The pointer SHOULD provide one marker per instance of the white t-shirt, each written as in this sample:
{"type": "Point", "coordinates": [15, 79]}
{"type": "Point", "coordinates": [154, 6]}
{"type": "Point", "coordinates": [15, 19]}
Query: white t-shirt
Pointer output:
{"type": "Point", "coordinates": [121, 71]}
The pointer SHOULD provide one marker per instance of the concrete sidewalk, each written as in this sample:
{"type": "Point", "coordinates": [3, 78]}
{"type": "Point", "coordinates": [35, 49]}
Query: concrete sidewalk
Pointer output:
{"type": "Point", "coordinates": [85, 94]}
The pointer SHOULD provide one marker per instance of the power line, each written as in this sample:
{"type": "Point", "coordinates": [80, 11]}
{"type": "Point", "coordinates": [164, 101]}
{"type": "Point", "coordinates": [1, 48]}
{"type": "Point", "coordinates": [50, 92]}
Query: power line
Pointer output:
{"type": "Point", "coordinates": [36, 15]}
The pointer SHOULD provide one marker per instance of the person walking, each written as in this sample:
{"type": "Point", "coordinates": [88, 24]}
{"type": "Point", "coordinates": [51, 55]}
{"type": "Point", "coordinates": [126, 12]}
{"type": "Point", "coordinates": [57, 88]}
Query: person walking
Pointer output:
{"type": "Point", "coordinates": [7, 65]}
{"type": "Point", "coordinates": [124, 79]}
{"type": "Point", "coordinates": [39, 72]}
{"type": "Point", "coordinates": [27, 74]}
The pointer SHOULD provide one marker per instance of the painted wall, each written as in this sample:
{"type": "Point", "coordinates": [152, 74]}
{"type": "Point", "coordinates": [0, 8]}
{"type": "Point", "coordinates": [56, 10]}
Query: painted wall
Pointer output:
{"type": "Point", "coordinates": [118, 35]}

■ ■ ■ ■

WHAT IS ASKED
Format every line of the listing above as a JSON list of strings, one string per line, leaving out blank lines.

ANSWER IN FULL
[
  "The pointer SHOULD provide one marker per instance of the white t-shirt, each written as in this sample:",
  "{\"type\": \"Point\", \"coordinates\": [15, 79]}",
  "{\"type\": \"Point\", \"coordinates\": [154, 6]}",
  "{\"type\": \"Point\", \"coordinates\": [15, 19]}",
  "Query: white t-shirt",
  "Pointer output:",
  "{\"type\": \"Point\", \"coordinates\": [121, 71]}",
  "The pointer SHOULD provide one marker per instance of the concrete sidewalk, each written as in this sample:",
  "{\"type\": \"Point\", \"coordinates\": [3, 78]}",
  "{\"type\": \"Point\", \"coordinates\": [35, 49]}",
  "Query: concrete sidewalk",
  "Pointer output:",
  "{\"type\": \"Point\", \"coordinates\": [85, 94]}",
  "The pointer SHOULD provide one marker per instance of the power line, each written as in this sample:",
  "{\"type\": \"Point\", \"coordinates\": [80, 11]}",
  "{\"type\": \"Point\", \"coordinates\": [164, 101]}",
  "{\"type\": \"Point\", \"coordinates\": [1, 48]}",
  "{\"type\": \"Point\", \"coordinates\": [50, 92]}",
  "Query: power line",
  "Pointer output:",
  "{\"type\": \"Point\", \"coordinates\": [36, 15]}",
  "The pointer SHOULD provide one marker per instance of the person walking, each written as in this sample:",
  "{\"type\": \"Point\", \"coordinates\": [88, 24]}",
  "{\"type\": \"Point\", \"coordinates\": [51, 55]}",
  "{\"type\": \"Point\", \"coordinates\": [126, 12]}",
  "{\"type\": \"Point\", \"coordinates\": [57, 88]}",
  "Query: person walking",
  "Pointer output:",
  "{\"type\": \"Point\", \"coordinates\": [7, 65]}",
  "{\"type\": \"Point\", \"coordinates\": [124, 79]}",
  "{\"type\": \"Point\", \"coordinates\": [39, 72]}",
  "{\"type\": \"Point\", \"coordinates\": [27, 74]}",
  "The pointer SHOULD provide one marker per instance of the painted wall, each written as in this sample:",
  "{\"type\": \"Point\", \"coordinates\": [152, 74]}",
  "{\"type\": \"Point\", \"coordinates\": [0, 8]}",
  "{\"type\": \"Point\", \"coordinates\": [56, 10]}",
  "Query: painted wall",
  "Pointer output:",
  "{\"type\": \"Point\", \"coordinates\": [118, 35]}"
]